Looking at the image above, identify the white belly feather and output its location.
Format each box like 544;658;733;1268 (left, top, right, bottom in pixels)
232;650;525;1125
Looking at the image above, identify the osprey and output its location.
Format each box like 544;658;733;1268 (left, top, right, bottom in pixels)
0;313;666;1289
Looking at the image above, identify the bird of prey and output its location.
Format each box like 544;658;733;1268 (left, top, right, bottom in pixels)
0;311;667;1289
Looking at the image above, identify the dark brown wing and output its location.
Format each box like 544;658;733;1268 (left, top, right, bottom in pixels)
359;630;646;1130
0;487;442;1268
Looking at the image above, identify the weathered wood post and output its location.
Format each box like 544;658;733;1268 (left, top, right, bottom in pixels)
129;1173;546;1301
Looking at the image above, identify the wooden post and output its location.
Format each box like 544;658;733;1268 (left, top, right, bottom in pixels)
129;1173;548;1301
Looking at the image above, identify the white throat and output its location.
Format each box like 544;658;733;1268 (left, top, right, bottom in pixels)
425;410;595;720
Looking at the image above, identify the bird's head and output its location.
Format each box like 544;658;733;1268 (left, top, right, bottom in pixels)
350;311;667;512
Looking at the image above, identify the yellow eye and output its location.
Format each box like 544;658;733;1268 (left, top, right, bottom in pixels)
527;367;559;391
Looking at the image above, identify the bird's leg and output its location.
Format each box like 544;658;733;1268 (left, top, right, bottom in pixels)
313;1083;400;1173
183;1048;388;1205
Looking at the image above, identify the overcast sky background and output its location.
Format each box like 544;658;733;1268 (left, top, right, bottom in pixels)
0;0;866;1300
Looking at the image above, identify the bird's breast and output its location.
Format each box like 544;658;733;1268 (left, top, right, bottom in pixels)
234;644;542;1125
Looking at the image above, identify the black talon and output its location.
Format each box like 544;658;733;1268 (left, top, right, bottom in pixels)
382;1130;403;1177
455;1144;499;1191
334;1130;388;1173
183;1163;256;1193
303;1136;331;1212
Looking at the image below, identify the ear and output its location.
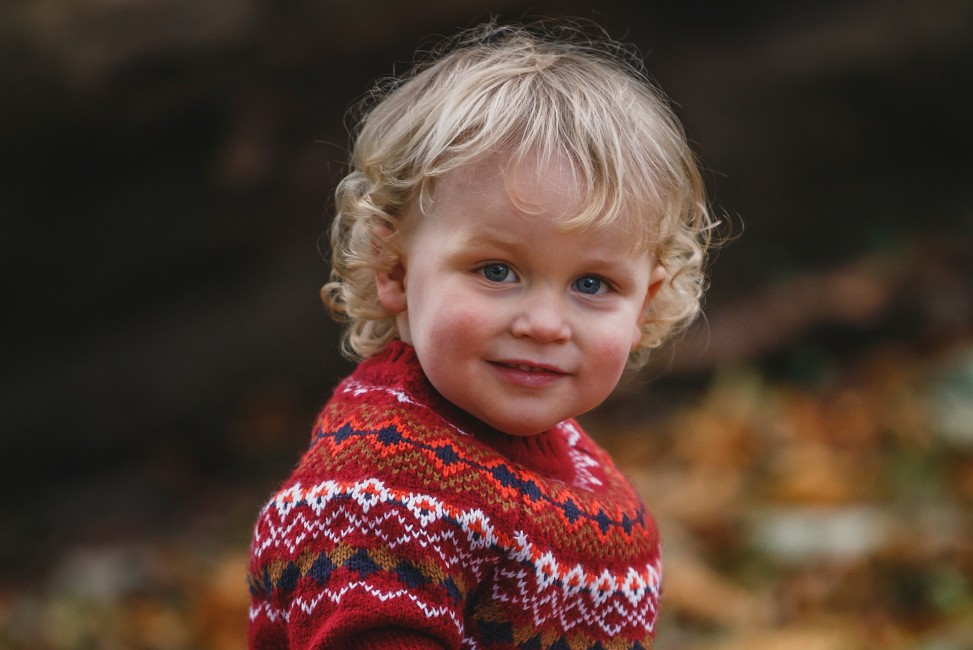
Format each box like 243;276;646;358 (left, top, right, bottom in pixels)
374;226;406;314
632;264;668;348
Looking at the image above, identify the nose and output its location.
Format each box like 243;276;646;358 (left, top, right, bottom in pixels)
510;290;571;343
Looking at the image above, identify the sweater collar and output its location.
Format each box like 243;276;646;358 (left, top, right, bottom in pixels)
354;340;574;481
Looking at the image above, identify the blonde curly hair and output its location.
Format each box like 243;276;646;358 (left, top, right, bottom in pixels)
321;23;716;366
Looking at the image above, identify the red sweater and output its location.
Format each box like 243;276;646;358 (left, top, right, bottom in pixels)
249;342;661;650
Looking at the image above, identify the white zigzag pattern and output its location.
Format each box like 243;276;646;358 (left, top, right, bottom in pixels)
249;582;463;635
254;479;662;636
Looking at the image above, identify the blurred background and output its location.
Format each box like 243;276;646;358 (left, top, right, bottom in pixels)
0;0;973;650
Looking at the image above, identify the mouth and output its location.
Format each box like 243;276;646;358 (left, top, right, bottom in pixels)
490;360;570;381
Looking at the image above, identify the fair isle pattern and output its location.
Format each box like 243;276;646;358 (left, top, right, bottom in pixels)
249;344;661;650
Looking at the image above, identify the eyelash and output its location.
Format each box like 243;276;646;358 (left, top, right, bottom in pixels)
477;262;615;296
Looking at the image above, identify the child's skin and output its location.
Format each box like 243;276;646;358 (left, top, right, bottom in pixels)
376;153;666;436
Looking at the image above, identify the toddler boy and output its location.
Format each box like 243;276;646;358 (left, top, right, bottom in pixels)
250;20;713;650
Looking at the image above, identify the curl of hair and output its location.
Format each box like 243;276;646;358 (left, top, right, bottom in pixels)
321;23;716;366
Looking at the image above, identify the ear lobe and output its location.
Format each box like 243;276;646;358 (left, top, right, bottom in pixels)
375;226;406;314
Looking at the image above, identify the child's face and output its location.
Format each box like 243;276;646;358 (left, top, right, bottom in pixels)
377;152;665;436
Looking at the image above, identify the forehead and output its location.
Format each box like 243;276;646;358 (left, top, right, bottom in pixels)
416;150;656;253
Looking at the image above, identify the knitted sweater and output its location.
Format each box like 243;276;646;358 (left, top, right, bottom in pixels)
249;342;661;650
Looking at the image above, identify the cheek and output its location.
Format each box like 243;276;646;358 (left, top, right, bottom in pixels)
412;290;500;348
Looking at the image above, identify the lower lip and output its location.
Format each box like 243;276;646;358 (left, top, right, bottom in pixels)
491;363;567;388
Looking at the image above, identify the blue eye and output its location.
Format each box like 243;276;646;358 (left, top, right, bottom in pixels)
574;275;608;295
480;263;516;282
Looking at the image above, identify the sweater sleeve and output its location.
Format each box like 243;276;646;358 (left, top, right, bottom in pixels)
250;454;475;650
349;628;445;650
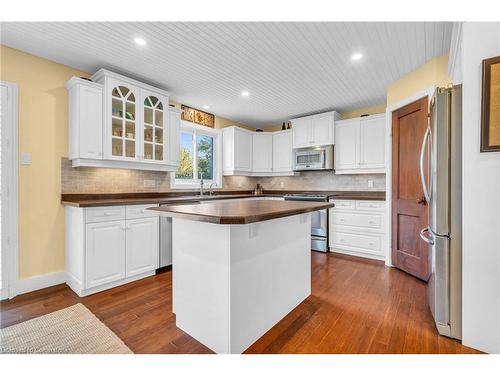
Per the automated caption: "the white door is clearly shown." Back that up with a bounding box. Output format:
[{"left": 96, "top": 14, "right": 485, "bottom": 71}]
[
  {"left": 234, "top": 129, "right": 253, "bottom": 172},
  {"left": 273, "top": 131, "right": 293, "bottom": 172},
  {"left": 292, "top": 117, "right": 311, "bottom": 148},
  {"left": 335, "top": 119, "right": 359, "bottom": 170},
  {"left": 125, "top": 217, "right": 159, "bottom": 277},
  {"left": 311, "top": 114, "right": 334, "bottom": 146},
  {"left": 85, "top": 220, "right": 125, "bottom": 288},
  {"left": 0, "top": 81, "right": 18, "bottom": 300},
  {"left": 359, "top": 116, "right": 385, "bottom": 168},
  {"left": 252, "top": 134, "right": 273, "bottom": 172}
]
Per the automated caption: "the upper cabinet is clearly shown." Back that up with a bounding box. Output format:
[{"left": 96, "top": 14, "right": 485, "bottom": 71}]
[
  {"left": 222, "top": 126, "right": 294, "bottom": 176},
  {"left": 252, "top": 133, "right": 273, "bottom": 172},
  {"left": 335, "top": 114, "right": 386, "bottom": 174},
  {"left": 67, "top": 69, "right": 180, "bottom": 171},
  {"left": 290, "top": 111, "right": 340, "bottom": 148},
  {"left": 273, "top": 130, "right": 293, "bottom": 173}
]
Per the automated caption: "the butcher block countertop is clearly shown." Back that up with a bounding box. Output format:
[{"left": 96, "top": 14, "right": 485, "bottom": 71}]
[
  {"left": 150, "top": 199, "right": 334, "bottom": 224},
  {"left": 61, "top": 190, "right": 385, "bottom": 207}
]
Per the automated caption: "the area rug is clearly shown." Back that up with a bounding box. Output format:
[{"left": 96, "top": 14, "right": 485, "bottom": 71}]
[{"left": 0, "top": 303, "right": 132, "bottom": 354}]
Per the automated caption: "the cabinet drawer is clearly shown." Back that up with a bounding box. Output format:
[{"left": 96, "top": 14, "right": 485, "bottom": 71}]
[
  {"left": 356, "top": 201, "right": 385, "bottom": 211},
  {"left": 330, "top": 231, "right": 382, "bottom": 251},
  {"left": 331, "top": 212, "right": 382, "bottom": 229},
  {"left": 85, "top": 206, "right": 125, "bottom": 223},
  {"left": 125, "top": 204, "right": 158, "bottom": 220},
  {"left": 332, "top": 199, "right": 356, "bottom": 209}
]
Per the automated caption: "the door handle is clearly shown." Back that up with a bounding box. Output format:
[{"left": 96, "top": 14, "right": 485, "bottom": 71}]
[{"left": 419, "top": 126, "right": 432, "bottom": 202}]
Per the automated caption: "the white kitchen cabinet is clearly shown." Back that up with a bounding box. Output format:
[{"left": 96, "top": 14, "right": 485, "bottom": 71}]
[
  {"left": 65, "top": 205, "right": 159, "bottom": 297},
  {"left": 66, "top": 77, "right": 103, "bottom": 160},
  {"left": 335, "top": 114, "right": 386, "bottom": 174},
  {"left": 222, "top": 126, "right": 294, "bottom": 176},
  {"left": 252, "top": 133, "right": 273, "bottom": 173},
  {"left": 273, "top": 130, "right": 293, "bottom": 173},
  {"left": 359, "top": 115, "right": 385, "bottom": 171},
  {"left": 290, "top": 111, "right": 340, "bottom": 148},
  {"left": 67, "top": 69, "right": 180, "bottom": 171},
  {"left": 328, "top": 200, "right": 388, "bottom": 260},
  {"left": 125, "top": 217, "right": 159, "bottom": 277},
  {"left": 85, "top": 221, "right": 125, "bottom": 288},
  {"left": 334, "top": 118, "right": 359, "bottom": 171}
]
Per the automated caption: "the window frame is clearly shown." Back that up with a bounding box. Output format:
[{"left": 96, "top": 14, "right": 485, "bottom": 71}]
[{"left": 170, "top": 120, "right": 222, "bottom": 189}]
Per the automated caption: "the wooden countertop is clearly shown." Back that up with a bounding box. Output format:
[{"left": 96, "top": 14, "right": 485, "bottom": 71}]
[
  {"left": 61, "top": 190, "right": 385, "bottom": 207},
  {"left": 150, "top": 200, "right": 334, "bottom": 224}
]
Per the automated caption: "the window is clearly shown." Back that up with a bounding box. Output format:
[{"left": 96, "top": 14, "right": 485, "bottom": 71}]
[{"left": 171, "top": 121, "right": 222, "bottom": 188}]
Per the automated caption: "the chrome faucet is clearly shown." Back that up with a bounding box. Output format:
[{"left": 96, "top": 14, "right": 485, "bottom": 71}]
[
  {"left": 208, "top": 182, "right": 217, "bottom": 195},
  {"left": 200, "top": 172, "right": 203, "bottom": 196}
]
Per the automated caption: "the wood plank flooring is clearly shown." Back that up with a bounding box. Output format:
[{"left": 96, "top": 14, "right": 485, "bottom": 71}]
[{"left": 0, "top": 252, "right": 478, "bottom": 353}]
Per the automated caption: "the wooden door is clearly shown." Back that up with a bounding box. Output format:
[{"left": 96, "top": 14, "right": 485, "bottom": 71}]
[
  {"left": 334, "top": 118, "right": 359, "bottom": 171},
  {"left": 392, "top": 97, "right": 430, "bottom": 281}
]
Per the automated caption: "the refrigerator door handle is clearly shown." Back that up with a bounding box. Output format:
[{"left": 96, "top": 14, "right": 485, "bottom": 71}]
[
  {"left": 420, "top": 126, "right": 432, "bottom": 203},
  {"left": 420, "top": 227, "right": 434, "bottom": 245}
]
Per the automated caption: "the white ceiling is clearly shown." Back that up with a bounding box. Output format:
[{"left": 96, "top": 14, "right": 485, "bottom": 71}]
[{"left": 1, "top": 22, "right": 452, "bottom": 126}]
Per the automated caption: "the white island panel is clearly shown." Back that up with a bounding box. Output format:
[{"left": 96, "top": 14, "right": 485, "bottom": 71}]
[{"left": 172, "top": 213, "right": 311, "bottom": 353}]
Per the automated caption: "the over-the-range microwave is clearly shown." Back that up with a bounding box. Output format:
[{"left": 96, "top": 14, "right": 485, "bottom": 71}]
[{"left": 293, "top": 145, "right": 333, "bottom": 171}]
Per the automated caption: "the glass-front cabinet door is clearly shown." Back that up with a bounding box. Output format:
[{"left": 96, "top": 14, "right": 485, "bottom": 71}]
[
  {"left": 111, "top": 84, "right": 139, "bottom": 159},
  {"left": 142, "top": 94, "right": 168, "bottom": 162}
]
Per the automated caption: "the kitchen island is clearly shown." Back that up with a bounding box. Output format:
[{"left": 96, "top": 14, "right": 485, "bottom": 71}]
[{"left": 151, "top": 200, "right": 333, "bottom": 353}]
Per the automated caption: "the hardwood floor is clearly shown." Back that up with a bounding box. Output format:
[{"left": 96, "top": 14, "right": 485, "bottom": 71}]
[{"left": 0, "top": 252, "right": 478, "bottom": 353}]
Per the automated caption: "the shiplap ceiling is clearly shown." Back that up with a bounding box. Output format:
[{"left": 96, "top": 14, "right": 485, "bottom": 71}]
[{"left": 1, "top": 22, "right": 452, "bottom": 127}]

» BRIEF:
Please multiply every box coordinate in the answers by 2.55, rounding to whole numbers with halves going up, and rewrite only the items from the line that has "Looking at the image above, identify the osprey" through the line that has "0;311;667;1289", both included. Keep the requests and their format samples unchanged.

» RESPONSE TO THIS TASK:
Looking at the image above, identify the osprey and output its location.
Format each box like 544;658;733;1268 (left, top, right, bottom in pixels)
0;798;1698;3287
Looking at the image above, identify the bird of prey and output its location.
Format each box like 544;658;733;1268 (left, top, right, bottom in pixels)
0;793;1701;3287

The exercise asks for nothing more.